Print every one of the lines below verbatim, keeping them in the same order.
··· MATERIAL SHOWN
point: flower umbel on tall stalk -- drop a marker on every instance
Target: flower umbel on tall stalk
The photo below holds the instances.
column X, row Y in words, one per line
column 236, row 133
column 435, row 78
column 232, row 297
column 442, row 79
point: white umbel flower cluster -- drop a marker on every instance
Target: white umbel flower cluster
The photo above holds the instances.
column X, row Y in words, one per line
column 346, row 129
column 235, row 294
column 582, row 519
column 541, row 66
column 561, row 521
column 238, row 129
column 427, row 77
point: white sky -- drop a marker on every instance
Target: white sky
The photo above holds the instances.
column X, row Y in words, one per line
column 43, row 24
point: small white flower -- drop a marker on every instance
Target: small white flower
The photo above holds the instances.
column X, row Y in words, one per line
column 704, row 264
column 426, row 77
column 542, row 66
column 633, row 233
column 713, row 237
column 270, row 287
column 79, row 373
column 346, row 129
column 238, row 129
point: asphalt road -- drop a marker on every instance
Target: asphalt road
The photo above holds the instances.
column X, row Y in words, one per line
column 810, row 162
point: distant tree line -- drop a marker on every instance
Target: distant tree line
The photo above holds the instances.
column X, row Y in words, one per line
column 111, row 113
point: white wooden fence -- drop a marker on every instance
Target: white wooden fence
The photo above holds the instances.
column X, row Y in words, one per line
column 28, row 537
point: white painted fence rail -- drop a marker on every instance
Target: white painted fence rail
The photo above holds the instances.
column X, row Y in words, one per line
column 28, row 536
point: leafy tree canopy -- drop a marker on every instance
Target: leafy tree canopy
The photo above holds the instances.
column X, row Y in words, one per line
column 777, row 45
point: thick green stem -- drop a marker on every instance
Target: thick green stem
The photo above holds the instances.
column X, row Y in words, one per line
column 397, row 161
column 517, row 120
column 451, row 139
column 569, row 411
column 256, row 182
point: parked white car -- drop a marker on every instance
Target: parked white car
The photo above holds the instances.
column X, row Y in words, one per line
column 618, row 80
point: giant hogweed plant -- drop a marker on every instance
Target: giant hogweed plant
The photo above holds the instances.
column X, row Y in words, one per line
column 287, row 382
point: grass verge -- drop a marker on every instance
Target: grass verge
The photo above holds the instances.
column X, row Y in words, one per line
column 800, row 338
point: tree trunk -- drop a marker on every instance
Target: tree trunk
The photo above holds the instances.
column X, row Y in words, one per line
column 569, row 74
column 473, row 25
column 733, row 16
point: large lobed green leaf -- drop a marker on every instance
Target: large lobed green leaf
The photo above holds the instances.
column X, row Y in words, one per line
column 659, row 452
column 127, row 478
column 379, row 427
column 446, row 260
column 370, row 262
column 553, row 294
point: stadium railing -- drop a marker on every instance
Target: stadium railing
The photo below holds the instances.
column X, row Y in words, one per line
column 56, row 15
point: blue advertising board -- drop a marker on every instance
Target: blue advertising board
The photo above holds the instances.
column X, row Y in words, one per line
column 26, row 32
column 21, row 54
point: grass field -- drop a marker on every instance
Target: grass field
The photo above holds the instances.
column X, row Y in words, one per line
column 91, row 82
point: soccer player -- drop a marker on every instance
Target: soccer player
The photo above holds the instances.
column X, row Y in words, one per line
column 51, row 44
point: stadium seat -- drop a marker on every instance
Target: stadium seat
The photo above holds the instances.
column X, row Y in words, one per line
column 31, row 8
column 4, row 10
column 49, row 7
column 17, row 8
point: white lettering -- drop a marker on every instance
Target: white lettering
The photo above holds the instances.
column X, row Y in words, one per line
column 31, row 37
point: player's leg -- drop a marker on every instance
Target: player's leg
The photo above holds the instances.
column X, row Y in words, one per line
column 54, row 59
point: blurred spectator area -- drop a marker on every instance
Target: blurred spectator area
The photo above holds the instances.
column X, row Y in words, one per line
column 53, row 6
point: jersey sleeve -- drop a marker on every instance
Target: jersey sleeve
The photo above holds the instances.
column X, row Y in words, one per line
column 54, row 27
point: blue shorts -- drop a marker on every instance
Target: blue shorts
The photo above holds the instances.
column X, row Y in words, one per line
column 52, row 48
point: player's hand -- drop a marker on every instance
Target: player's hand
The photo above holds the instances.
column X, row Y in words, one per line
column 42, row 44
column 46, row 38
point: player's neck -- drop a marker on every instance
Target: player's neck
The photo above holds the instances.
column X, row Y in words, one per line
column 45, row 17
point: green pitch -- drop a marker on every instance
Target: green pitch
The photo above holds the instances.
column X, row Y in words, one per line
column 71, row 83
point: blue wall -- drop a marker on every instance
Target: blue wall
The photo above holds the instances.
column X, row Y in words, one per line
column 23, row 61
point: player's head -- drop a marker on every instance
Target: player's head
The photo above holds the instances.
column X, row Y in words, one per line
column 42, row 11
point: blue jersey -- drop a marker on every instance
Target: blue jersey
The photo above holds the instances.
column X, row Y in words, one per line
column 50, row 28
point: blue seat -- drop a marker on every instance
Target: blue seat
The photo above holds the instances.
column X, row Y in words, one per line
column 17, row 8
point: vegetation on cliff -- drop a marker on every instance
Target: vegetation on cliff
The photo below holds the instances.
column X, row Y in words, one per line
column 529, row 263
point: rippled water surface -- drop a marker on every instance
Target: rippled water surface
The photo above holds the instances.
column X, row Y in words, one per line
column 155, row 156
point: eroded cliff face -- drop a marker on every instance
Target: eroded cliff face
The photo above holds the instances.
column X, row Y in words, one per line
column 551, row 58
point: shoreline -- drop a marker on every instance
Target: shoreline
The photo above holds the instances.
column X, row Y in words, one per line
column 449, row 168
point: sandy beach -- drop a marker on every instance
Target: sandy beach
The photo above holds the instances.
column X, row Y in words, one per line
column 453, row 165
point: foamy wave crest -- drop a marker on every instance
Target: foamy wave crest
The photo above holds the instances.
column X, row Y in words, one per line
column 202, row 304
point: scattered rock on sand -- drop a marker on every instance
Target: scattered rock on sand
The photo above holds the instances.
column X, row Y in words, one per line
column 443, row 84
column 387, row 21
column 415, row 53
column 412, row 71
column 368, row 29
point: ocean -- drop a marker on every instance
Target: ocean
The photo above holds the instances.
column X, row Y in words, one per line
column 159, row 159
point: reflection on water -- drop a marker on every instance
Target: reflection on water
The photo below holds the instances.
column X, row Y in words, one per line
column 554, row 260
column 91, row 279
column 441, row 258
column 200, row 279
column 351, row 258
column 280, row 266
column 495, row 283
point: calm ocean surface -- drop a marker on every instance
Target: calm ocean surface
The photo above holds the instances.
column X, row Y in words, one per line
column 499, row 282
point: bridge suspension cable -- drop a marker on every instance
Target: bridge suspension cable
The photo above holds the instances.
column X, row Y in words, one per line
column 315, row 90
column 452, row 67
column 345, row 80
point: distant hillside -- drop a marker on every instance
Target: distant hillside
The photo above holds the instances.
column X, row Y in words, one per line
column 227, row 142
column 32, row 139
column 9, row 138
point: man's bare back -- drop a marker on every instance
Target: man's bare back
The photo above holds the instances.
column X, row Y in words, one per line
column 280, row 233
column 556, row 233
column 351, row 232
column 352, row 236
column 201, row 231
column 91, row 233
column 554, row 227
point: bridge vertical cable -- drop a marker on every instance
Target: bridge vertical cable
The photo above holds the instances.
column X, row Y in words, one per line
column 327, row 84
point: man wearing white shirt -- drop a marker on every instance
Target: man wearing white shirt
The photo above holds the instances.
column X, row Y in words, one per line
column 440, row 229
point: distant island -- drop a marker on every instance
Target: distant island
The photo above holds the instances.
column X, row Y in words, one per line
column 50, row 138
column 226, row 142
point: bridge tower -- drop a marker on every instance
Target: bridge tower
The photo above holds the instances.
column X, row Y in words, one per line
······
> [FULL RESPONSE]:
point: flower umbel on tall stalk -- drop a marker on every instance
Target: flower umbel on tall stalk
The photo below holds the instances.
column X, row Y in words, one per line
column 236, row 133
column 435, row 78
column 232, row 297
column 442, row 79
point: white umbel flower cluster -- drop a marker on every instance
Target: white umbel flower cluster
The photo above holds the instances.
column X, row Y in words, one per line
column 346, row 129
column 235, row 294
column 582, row 519
column 541, row 66
column 561, row 521
column 238, row 129
column 427, row 77
point: white sky -- drop a marker on every instance
Target: white sky
The photo above holds the instances.
column X, row Y in words, one per line
column 43, row 24
point: small white flower -- drop a marker on every instance
Target: small white flower
The photo above holds the instances.
column X, row Y in words, one per line
column 704, row 264
column 426, row 77
column 542, row 66
column 633, row 233
column 713, row 237
column 270, row 287
column 79, row 373
column 346, row 129
column 238, row 129
point: asphalt road -- drop a marker on every instance
Target: asphalt road
The photo above holds the instances.
column X, row Y in words, one per line
column 810, row 162
point: distant tree line -- drop a marker on every instance
Target: distant tree line
The photo above holds the instances.
column X, row Y in words, one per line
column 111, row 113
point: white wooden fence -- drop a marker on every instance
Target: white wooden fence
The photo above holds the instances.
column X, row Y in words, one per line
column 28, row 537
point: white painted fence rail -- drop a marker on every instance
Target: white painted fence rail
The photo above holds the instances.
column X, row Y in words, one per line
column 28, row 536
point: leafy tree canopy -- drop a marker on every instance
Target: leafy tree canopy
The photo above holds the instances.
column X, row Y in words, one per line
column 777, row 45
point: thick green stem -- drop a marker on every instance
Target: thick green stem
The photo above holds the instances.
column X, row Y in words, one per line
column 397, row 161
column 517, row 120
column 451, row 139
column 569, row 411
column 256, row 182
point: parked white car -- drop a marker on every instance
Target: parked white car
The photo above holds the instances.
column X, row Y in words, one per line
column 618, row 80
point: giant hogweed plant -- drop a marker on every instance
Target: giant hogweed plant
The photo above holds the instances.
column X, row Y in words, one per line
column 287, row 382
point: grass verge -- drop a marker on every instance
Target: grass verge
The photo above holds the instances.
column X, row Y in words, one per line
column 800, row 338
point: tree trunk -- drop a marker on every instance
Target: tree trunk
The photo above holds the instances.
column X, row Y in words, one per line
column 569, row 74
column 473, row 25
column 733, row 16
point: large lobed green leaf -- drop a marker on every instance
Target: large lobed green leaf
The photo above holds the instances.
column X, row Y in words, one per line
column 659, row 452
column 127, row 478
column 379, row 427
column 446, row 260
column 370, row 262
column 553, row 294
point: stadium railing -- drop a marker on every instance
Target: stadium railing
The photo below holds the instances.
column X, row Y in words, one per line
column 56, row 15
point: blue advertising board -- drop a marker on every instance
Target: blue advertising board
The photo above holds the instances.
column X, row Y in words, one per line
column 26, row 32
column 21, row 54
point: grass field -- drop a marker on every instance
Target: grass field
The photo above holds the instances.
column X, row Y in words, one per line
column 91, row 82
point: soccer player -- drop a marker on every instance
Target: soccer player
The photo above holds the instances.
column X, row Y in words, one per line
column 51, row 44
point: stadium seat -- drop a marker on every instance
Target: stadium seat
The photo above holds the instances.
column X, row Y in words, one per line
column 31, row 8
column 4, row 10
column 49, row 7
column 17, row 8
point: white lettering -- drop a marker on every instance
Target: white lettering
The photo above holds the instances.
column X, row Y in words, one per line
column 31, row 37
point: player's leg -- drop a marker on every instance
Target: player's leg
The photo above holds the instances.
column X, row Y in words, one per line
column 54, row 59
point: blurred spectator area -- drop a marker on every instance
Target: blurred spectator area
The photo above holds the instances.
column X, row Y in words, one per line
column 53, row 6
point: jersey sleeve -- drop a marker on every instance
Target: jersey sleeve
The photo above holds the instances.
column X, row Y in words, one per line
column 54, row 27
point: blue shorts -- drop a marker on every instance
Target: blue shorts
The photo above holds the instances.
column X, row Y in words, one per line
column 52, row 48
point: player's hand -- drop a marker on every instance
Target: player's hand
The photo above holds the instances.
column X, row Y in words, one per line
column 42, row 44
column 46, row 38
point: player's neck -- drop a marker on every instance
Target: player's neck
The photo above holds the instances.
column X, row Y in words, one per line
column 45, row 17
point: green pitch -- drop a marker on every instance
Target: green pitch
The photo above holds the instances.
column X, row Y in words, one per line
column 71, row 83
point: blue wall -- drop a marker on every instance
Target: blue wall
The photo above holds the instances.
column X, row Y in words, one per line
column 23, row 61
point: player's head -- drop a marker on every instance
Target: player's head
The photo above holds the instances.
column X, row Y in words, one per line
column 42, row 11
point: blue jersey -- drop a marker on every instance
Target: blue jersey
The photo above holds the instances.
column X, row Y in words, one per line
column 50, row 28
point: blue seat -- drop a marker on every instance
Target: blue seat
The photo above holds the instances.
column X, row Y in words, one per line
column 17, row 8
point: vegetation on cliff -- drop a marker on every instance
Target: vegetation on cliff
The photo below holds the instances.
column X, row Y in words, one per line
column 529, row 263
point: rippled water surface -- drop a marker on every instance
Target: rippled water surface
The photo above holds the instances.
column X, row Y in words, one per line
column 155, row 156
point: eroded cliff face -- drop a marker on every instance
Target: eroded cliff face
The photo above holds the instances.
column X, row Y in words, one per line
column 551, row 58
point: shoreline -- drop a marker on every instance
Target: shoreline
The photo above holds the instances.
column X, row Y in words, one per line
column 449, row 168
point: sandy beach -- drop a marker on every instance
Target: sandy beach
The photo above holds the instances.
column X, row Y in words, one per line
column 453, row 165
point: foamy wave crest -- drop a marker on every instance
Target: foamy wave crest
The photo above holds the instances.
column X, row Y in words, one per line
column 202, row 304
point: scattered rock on sand -- drop a marker on every instance
Target: scattered rock on sand
The photo above holds the instances.
column X, row Y in words, one per line
column 443, row 84
column 387, row 21
column 415, row 53
column 412, row 71
column 368, row 29
point: ocean -- drop a marker on every instance
Target: ocean
The photo above holds the instances.
column X, row Y in words, one per line
column 159, row 159
point: reflection on water -- drop a marker on every instance
Target: reflection on water
The photo below holds the instances.
column X, row Y in words, one per line
column 554, row 260
column 91, row 279
column 441, row 258
column 200, row 279
column 351, row 258
column 280, row 266
column 495, row 283
point: calm ocean surface -- drop a marker on every instance
Target: calm ocean surface
The photo above holds the instances.
column X, row Y in words, one per line
column 499, row 282
point: bridge suspension cable -- drop a marker on every instance
Target: bridge suspension cable
The photo above holds the instances.
column X, row Y in words, one per line
column 315, row 90
column 452, row 67
column 345, row 80
point: distant hillside -- drop a marker on every instance
Target: distant hillside
The photo above holds the instances.
column X, row Y in words, one per line
column 227, row 142
column 32, row 139
column 9, row 138
point: man's bare back -- drop a marker on every instance
Target: man's bare back
The photo above holds the instances.
column X, row Y in words, one per line
column 280, row 233
column 556, row 233
column 351, row 232
column 352, row 236
column 201, row 231
column 91, row 233
column 554, row 227
point: bridge vertical cable -- drop a marker on every instance
Target: bridge vertical cable
The photo above holds the instances.
column X, row Y in words, one per line
column 327, row 84
point: man wearing white shirt -- drop a marker on every instance
Target: man wearing white shirt
The photo above holds the instances.
column X, row Y in words, one per line
column 440, row 229
point: distant island -- drop a marker on every instance
Target: distant island
The photo above holds the instances.
column X, row Y in words, one per line
column 50, row 138
column 226, row 142
point: bridge tower -- drop a marker on every instance
Target: bridge tower
The photo above holds the instances.
column X, row Y in words, one per line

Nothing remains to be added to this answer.